# start of Information shown

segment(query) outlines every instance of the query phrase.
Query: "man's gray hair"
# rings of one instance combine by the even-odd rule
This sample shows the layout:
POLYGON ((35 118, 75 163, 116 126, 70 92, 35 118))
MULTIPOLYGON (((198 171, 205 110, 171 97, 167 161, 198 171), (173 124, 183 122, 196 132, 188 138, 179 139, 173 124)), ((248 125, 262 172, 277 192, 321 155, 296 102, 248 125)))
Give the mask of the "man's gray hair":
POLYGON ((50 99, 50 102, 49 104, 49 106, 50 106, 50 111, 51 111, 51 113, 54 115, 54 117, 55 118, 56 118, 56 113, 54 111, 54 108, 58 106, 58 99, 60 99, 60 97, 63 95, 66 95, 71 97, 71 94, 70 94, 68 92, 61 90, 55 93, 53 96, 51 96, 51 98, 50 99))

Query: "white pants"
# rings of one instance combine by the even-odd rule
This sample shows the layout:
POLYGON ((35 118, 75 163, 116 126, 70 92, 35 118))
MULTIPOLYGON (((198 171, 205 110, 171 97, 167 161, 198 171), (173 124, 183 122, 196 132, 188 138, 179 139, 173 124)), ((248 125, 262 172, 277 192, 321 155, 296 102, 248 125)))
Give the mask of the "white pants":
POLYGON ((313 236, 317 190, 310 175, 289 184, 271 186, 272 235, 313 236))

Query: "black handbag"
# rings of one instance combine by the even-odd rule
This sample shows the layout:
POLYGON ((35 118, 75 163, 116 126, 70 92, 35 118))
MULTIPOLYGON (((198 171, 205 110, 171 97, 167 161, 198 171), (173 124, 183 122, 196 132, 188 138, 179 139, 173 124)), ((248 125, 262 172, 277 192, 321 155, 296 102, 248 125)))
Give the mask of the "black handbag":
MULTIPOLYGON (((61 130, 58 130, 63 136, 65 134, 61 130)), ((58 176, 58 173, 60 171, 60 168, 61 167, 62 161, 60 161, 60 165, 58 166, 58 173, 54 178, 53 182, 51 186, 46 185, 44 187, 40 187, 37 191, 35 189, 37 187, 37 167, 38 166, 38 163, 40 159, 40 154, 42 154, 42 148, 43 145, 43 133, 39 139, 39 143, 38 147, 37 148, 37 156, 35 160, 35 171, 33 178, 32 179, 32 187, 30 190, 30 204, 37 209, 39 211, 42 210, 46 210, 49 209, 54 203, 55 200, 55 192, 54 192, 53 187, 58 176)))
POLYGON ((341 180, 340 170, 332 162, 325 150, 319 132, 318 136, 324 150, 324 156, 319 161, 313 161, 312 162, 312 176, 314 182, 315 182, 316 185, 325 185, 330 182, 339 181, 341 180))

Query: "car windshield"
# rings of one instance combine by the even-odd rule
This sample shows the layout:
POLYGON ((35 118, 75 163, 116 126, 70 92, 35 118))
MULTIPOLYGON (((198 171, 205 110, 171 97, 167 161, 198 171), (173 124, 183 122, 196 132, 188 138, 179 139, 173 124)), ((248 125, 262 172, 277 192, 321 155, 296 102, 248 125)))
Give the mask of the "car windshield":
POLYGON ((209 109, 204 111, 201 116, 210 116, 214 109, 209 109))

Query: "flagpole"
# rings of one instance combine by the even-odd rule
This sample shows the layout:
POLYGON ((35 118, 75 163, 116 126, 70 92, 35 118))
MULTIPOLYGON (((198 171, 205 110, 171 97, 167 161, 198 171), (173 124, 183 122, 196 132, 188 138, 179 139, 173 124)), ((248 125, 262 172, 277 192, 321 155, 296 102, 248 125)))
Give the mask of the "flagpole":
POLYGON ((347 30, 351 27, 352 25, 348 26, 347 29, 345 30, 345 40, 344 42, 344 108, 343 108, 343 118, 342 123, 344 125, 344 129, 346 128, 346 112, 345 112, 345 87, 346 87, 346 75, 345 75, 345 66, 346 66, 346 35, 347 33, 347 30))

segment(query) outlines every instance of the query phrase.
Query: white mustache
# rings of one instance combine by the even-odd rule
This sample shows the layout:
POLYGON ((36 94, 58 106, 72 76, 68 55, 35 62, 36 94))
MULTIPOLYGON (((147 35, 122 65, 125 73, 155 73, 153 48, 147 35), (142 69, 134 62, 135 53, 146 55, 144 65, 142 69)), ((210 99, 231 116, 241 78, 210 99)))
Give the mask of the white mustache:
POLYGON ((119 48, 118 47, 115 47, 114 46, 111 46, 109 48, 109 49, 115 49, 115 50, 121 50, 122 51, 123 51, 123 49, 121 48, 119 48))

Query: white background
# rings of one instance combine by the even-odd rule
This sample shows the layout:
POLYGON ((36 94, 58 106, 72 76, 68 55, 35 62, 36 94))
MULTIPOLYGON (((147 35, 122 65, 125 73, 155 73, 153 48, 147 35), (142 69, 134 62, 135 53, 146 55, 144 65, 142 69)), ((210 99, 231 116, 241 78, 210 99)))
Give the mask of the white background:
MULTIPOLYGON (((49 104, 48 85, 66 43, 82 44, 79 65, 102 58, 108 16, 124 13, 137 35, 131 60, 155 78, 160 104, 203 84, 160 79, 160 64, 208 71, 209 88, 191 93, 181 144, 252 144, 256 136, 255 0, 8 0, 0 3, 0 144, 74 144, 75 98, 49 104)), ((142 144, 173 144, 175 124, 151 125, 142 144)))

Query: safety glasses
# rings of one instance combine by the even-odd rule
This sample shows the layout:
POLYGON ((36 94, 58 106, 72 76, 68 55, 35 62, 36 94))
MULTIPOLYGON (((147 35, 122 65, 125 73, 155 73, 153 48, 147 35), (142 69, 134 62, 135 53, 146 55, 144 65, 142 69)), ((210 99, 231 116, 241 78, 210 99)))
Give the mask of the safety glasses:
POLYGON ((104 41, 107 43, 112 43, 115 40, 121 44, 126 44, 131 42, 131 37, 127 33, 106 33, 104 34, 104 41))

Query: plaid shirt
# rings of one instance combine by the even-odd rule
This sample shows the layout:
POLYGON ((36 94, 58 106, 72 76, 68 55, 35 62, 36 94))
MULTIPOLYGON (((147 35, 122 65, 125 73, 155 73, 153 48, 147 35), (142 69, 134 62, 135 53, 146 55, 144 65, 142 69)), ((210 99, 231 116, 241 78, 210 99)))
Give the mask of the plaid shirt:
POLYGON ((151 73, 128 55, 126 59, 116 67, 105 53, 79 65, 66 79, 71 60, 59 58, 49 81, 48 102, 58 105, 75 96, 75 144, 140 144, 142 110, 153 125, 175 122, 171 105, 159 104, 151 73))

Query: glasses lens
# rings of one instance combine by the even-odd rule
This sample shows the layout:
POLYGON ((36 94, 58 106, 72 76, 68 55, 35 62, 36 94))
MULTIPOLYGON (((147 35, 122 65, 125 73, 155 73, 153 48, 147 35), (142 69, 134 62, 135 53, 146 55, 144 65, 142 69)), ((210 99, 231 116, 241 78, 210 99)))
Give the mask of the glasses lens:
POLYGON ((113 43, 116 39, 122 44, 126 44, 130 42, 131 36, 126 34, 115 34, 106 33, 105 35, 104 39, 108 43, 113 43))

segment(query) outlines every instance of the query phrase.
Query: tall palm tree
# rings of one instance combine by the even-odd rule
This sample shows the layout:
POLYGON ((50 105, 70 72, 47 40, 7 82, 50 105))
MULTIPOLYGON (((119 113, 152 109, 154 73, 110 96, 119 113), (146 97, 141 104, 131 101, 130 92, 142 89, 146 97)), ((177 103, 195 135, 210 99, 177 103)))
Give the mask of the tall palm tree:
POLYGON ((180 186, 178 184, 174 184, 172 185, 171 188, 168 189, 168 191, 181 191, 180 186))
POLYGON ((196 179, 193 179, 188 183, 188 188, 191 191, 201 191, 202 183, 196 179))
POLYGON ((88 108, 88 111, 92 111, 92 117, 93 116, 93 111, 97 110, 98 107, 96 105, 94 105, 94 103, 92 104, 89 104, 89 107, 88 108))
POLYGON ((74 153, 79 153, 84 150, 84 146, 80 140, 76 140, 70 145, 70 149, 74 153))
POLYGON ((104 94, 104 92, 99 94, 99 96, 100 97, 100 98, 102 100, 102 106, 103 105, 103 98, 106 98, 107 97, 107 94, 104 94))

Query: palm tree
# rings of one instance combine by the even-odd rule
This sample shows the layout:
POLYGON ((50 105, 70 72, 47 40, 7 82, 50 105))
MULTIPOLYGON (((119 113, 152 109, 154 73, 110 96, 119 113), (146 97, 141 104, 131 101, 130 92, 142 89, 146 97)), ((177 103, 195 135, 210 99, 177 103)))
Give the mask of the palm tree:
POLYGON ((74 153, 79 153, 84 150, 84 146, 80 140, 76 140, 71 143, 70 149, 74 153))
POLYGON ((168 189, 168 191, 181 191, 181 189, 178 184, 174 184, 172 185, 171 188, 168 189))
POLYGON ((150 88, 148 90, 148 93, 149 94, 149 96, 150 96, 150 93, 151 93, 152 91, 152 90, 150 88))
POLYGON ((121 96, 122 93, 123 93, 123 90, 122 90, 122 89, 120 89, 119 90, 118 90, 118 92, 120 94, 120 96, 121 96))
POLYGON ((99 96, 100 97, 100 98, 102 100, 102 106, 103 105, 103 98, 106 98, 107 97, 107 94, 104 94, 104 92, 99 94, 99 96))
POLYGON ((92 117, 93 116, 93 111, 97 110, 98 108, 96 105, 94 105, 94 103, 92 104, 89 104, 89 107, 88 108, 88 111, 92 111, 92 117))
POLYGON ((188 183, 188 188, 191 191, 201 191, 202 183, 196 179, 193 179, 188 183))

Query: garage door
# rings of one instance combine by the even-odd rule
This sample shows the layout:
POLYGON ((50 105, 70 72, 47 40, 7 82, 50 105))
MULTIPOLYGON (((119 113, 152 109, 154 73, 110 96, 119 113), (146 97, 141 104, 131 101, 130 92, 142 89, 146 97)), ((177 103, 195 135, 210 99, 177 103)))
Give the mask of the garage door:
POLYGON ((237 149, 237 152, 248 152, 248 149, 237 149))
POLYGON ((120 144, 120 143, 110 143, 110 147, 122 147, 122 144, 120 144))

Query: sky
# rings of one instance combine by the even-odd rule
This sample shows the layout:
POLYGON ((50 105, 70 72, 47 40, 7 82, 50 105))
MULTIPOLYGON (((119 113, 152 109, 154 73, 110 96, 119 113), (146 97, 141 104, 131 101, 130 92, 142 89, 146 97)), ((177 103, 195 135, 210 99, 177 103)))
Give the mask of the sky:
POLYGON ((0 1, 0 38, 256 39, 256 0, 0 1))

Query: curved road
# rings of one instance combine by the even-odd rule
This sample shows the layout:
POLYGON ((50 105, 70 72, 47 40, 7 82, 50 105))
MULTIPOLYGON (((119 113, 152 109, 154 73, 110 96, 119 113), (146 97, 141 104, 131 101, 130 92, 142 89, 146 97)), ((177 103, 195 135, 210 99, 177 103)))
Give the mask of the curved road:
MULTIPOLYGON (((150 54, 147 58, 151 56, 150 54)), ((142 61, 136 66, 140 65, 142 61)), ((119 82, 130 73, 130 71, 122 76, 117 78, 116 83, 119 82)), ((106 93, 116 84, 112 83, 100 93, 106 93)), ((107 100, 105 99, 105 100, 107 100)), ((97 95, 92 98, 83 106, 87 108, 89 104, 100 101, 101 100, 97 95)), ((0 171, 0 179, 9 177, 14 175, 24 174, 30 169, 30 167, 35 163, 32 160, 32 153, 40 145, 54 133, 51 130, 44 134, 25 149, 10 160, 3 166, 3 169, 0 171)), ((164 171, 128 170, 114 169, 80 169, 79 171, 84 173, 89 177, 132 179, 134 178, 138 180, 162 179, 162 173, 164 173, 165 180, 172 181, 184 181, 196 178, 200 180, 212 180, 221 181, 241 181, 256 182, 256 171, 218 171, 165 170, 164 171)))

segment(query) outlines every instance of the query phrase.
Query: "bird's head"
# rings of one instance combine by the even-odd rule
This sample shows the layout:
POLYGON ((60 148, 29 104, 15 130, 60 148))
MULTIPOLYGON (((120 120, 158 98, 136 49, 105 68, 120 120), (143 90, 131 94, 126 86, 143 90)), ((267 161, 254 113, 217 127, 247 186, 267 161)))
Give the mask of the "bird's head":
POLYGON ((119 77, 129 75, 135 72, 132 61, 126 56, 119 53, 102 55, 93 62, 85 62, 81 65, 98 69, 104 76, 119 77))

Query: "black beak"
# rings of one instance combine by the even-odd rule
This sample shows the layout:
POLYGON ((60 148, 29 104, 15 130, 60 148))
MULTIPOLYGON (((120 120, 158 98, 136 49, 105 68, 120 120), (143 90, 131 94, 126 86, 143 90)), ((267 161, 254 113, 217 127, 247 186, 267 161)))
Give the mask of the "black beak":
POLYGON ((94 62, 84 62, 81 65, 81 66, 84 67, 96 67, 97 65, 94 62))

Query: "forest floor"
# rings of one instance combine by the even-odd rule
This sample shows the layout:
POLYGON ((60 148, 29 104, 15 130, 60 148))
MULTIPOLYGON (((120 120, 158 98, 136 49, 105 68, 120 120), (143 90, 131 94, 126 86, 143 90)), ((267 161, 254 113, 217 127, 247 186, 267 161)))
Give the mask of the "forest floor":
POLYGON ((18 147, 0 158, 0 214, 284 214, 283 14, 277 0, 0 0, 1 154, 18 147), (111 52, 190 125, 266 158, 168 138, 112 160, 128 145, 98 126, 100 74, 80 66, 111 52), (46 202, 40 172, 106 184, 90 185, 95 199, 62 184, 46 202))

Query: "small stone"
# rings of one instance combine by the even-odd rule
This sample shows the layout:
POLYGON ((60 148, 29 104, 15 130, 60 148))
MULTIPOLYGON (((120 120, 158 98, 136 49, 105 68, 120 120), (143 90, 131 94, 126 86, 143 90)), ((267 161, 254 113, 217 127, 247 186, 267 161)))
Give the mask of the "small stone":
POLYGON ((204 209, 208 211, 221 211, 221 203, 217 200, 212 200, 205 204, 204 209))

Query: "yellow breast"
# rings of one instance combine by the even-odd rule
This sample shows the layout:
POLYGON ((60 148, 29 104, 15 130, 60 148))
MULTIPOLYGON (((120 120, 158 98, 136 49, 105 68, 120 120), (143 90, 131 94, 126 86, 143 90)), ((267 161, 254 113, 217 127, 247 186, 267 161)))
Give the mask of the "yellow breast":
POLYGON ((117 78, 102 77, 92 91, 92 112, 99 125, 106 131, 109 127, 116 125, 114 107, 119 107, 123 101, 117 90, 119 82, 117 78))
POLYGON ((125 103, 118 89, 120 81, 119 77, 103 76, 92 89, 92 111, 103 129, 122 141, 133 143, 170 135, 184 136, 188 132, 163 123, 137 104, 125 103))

# end of Information shown

= Task goal =
Copy out the entries above from the line containing "Query: white background" through the line containing "POLYGON ((151 73, 128", switching "plaid shirt" to "striped shirt" wherever it occurs and leaving everything else unchanged.

= Complete output =
Query: white background
# rings of one instance combine by the even-odd rule
This sample shows the layout:
POLYGON ((36 94, 58 106, 72 76, 68 55, 35 62, 36 94))
MULTIPOLYGON (((147 35, 122 65, 125 73, 155 73, 153 48, 147 35), (142 69, 134 62, 135 53, 146 55, 144 65, 142 69)), ((210 99, 231 116, 241 78, 210 99)))
Give the mask of the white background:
MULTIPOLYGON (((49 104, 48 85, 66 43, 82 44, 79 65, 102 58, 108 16, 124 13, 137 35, 131 60, 155 78, 160 104, 203 84, 160 79, 160 64, 208 71, 209 88, 191 93, 181 144, 252 144, 256 136, 255 0, 8 0, 0 3, 0 144, 74 144, 75 98, 49 104)), ((142 144, 173 144, 175 124, 151 125, 142 144)))

Query: safety glasses
# rings of one instance combine by the even-odd rule
This sample shows the layout:
POLYGON ((36 94, 58 106, 72 76, 68 55, 35 62, 36 94))
MULTIPOLYGON (((147 35, 122 65, 125 73, 155 73, 153 48, 147 35), (142 69, 134 62, 135 53, 146 55, 144 65, 142 69)), ((210 99, 231 116, 241 78, 210 99)))
Give the mask of the safety glasses:
POLYGON ((104 41, 107 43, 112 43, 115 40, 121 44, 126 44, 131 42, 131 37, 127 33, 106 33, 104 34, 104 41))

Query: striped shirt
# rings of one instance combine by the even-odd rule
This sample shows the layout:
POLYGON ((36 94, 58 106, 72 76, 68 55, 35 62, 36 94))
MULTIPOLYGON (((147 35, 122 65, 125 73, 155 73, 153 48, 147 35), (142 69, 134 62, 135 53, 146 55, 144 65, 142 69)), ((210 99, 231 116, 241 78, 210 99)))
Give the mask of the striped shirt:
POLYGON ((151 73, 128 55, 126 59, 116 67, 105 53, 79 65, 66 79, 71 60, 59 58, 49 81, 48 102, 58 105, 75 96, 75 144, 140 144, 142 110, 153 125, 175 122, 171 105, 159 104, 151 73))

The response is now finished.